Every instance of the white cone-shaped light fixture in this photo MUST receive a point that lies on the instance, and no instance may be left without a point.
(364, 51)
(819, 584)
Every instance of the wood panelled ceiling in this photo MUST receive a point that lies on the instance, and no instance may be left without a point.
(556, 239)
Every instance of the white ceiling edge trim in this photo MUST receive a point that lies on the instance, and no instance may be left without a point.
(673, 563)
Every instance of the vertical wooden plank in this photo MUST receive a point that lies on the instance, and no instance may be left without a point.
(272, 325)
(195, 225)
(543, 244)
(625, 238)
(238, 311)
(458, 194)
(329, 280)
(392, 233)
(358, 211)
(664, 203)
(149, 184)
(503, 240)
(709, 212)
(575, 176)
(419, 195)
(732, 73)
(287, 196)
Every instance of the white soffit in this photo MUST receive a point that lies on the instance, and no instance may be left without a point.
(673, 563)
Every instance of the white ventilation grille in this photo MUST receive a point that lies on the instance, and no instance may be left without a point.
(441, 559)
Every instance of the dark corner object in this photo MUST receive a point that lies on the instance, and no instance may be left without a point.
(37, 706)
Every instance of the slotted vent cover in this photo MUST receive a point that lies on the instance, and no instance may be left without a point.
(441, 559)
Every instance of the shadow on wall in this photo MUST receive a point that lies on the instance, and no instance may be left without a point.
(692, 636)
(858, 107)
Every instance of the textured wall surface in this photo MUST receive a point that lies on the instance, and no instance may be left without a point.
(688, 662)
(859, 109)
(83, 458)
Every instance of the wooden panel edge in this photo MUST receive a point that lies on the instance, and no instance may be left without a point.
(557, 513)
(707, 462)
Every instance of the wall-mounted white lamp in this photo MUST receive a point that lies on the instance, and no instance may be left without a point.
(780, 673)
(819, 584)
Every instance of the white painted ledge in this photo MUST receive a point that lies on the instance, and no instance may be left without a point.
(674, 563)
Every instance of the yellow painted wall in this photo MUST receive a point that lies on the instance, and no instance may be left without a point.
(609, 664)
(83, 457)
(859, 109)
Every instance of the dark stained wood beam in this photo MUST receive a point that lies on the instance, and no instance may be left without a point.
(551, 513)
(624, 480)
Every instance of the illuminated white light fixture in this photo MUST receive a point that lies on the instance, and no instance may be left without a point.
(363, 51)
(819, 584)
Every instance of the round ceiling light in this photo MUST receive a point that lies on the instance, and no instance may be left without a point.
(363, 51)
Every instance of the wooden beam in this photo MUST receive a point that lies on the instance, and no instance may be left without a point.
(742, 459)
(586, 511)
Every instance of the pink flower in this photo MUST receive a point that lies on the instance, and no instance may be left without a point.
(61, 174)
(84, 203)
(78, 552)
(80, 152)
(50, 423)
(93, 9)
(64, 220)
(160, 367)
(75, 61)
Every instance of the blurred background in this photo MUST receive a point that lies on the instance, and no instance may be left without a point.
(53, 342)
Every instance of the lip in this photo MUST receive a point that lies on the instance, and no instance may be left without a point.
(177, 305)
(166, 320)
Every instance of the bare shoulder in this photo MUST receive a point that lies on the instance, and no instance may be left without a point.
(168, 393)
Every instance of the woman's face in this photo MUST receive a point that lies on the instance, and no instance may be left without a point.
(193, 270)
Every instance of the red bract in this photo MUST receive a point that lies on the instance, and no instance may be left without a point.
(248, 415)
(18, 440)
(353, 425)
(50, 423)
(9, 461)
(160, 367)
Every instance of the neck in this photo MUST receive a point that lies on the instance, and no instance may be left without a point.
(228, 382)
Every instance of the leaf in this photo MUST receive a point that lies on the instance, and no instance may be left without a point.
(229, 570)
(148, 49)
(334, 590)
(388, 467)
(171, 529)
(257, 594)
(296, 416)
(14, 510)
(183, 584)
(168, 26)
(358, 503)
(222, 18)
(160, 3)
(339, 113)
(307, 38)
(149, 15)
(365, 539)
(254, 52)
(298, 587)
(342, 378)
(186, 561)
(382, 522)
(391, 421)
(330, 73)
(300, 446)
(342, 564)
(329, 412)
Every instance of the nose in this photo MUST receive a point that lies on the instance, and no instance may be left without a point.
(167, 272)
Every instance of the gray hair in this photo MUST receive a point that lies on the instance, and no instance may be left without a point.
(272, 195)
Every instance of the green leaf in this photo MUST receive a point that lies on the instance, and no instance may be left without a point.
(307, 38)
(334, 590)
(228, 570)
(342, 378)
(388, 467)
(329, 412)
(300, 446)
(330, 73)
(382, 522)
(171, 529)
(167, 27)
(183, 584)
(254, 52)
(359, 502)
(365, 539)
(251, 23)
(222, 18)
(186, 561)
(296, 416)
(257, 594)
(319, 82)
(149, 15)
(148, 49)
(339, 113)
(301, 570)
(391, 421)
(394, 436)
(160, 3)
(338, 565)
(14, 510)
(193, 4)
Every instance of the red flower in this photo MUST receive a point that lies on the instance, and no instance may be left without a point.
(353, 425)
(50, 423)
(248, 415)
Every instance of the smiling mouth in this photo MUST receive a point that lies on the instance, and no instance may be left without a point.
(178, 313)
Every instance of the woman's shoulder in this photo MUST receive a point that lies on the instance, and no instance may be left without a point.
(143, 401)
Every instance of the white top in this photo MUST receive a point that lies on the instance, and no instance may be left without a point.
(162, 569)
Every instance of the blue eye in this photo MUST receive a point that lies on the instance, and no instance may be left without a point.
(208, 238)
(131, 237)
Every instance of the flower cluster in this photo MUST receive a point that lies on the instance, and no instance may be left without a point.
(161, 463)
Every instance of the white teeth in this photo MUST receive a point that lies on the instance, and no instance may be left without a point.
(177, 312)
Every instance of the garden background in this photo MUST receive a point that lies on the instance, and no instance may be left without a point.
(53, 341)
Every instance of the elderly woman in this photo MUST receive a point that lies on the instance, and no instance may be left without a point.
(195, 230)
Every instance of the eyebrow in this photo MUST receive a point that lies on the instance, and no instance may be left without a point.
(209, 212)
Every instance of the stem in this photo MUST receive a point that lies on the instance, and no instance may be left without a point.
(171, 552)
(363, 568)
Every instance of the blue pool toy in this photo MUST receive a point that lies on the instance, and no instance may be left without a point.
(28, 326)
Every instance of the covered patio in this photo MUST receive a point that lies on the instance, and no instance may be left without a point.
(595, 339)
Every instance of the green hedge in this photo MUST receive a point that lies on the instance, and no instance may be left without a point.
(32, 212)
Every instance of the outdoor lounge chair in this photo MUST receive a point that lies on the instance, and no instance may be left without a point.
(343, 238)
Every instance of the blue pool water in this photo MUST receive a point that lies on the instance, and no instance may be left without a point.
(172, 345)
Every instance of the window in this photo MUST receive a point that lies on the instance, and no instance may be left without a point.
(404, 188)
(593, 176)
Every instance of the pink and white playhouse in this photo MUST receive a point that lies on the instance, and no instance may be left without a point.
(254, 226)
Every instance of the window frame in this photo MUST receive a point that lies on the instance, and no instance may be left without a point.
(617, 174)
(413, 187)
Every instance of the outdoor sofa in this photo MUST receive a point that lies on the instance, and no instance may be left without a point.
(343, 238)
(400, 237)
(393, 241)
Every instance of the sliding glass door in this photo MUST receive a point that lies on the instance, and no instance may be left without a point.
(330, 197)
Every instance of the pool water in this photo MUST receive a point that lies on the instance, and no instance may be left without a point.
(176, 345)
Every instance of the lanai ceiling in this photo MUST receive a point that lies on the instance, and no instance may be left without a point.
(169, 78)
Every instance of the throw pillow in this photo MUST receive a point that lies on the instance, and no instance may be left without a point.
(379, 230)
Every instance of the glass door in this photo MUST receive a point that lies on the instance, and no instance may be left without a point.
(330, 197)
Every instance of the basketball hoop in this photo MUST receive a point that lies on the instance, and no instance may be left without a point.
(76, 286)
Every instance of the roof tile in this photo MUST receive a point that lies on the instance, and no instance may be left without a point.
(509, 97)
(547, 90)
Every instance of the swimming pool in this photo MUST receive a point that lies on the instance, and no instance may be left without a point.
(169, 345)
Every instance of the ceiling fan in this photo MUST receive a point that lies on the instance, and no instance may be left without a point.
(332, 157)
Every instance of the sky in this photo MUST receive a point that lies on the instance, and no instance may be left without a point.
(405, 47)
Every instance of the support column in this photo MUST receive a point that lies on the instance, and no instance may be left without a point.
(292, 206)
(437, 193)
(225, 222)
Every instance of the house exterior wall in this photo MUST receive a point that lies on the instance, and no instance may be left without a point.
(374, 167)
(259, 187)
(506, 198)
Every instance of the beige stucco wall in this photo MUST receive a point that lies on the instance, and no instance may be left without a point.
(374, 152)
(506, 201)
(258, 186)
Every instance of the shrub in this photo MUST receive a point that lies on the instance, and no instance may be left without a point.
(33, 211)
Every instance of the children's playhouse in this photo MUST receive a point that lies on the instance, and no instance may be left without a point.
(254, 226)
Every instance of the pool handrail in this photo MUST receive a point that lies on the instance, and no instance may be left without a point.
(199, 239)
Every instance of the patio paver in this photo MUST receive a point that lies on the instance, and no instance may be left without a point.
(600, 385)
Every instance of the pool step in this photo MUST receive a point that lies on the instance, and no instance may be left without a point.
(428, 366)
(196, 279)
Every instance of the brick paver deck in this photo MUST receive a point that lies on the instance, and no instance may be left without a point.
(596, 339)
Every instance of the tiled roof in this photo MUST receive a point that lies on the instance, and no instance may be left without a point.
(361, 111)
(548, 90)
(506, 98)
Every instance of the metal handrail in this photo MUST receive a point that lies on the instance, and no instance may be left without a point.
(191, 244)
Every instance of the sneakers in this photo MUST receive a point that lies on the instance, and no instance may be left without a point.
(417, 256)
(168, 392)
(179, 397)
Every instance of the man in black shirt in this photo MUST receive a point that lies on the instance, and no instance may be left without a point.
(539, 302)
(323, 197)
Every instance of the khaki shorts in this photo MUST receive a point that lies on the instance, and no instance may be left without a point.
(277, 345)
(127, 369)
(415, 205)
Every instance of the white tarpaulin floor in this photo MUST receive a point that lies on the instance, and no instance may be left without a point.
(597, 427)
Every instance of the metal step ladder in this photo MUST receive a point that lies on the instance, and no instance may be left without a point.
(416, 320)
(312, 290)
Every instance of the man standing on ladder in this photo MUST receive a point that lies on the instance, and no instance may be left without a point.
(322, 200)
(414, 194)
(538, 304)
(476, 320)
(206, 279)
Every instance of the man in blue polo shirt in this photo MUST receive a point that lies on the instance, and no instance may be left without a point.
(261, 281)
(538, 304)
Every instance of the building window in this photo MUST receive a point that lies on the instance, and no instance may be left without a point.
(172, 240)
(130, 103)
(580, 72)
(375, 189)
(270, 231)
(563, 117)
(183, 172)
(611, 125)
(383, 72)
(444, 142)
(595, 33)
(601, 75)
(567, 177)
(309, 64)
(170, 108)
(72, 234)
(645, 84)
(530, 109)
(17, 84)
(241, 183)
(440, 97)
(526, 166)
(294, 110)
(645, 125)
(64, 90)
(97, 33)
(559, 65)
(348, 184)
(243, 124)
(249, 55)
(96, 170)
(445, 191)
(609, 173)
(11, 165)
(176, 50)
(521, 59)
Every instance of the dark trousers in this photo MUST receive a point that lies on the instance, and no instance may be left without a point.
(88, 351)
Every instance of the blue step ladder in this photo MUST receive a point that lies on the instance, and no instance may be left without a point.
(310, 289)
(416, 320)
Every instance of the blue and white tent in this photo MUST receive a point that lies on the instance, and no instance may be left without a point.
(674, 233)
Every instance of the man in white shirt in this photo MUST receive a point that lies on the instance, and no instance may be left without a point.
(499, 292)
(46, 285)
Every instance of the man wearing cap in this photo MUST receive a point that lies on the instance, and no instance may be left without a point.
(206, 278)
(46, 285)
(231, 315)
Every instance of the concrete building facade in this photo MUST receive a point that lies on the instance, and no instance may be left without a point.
====
# Task brief:
Nothing but the lines from the one with "Every instance of the dark trousers" through the end of the data above should be repeated, each exactly as it stands.

# Exercise solution:
Every instance of the dark trousers in this photo MUST receive a point that lies on the instance, and no instance may be left without a point.
(88, 351)
Every instance of the blue step ladder in this photo MUST receive a point that lies on the instance, and no instance may be left without a point.
(310, 289)
(416, 320)
Every instance of the blue and white tent in this photo MUST receive a point that lies on the instance, and no instance may be left without a point.
(674, 233)
Every instance of the man in white shirt in this photo MUST receive a point that lies on the instance, and no instance may be left without a point.
(499, 292)
(46, 285)
Every instance of the man wearing cap in this photo MUST receive a point that lies on the instance, and no instance may be left without a point.
(206, 278)
(46, 285)
(231, 315)
Every instance of the concrete building facade in this photo MUST receive a point that lies on the instance, and no instance may be left without a point.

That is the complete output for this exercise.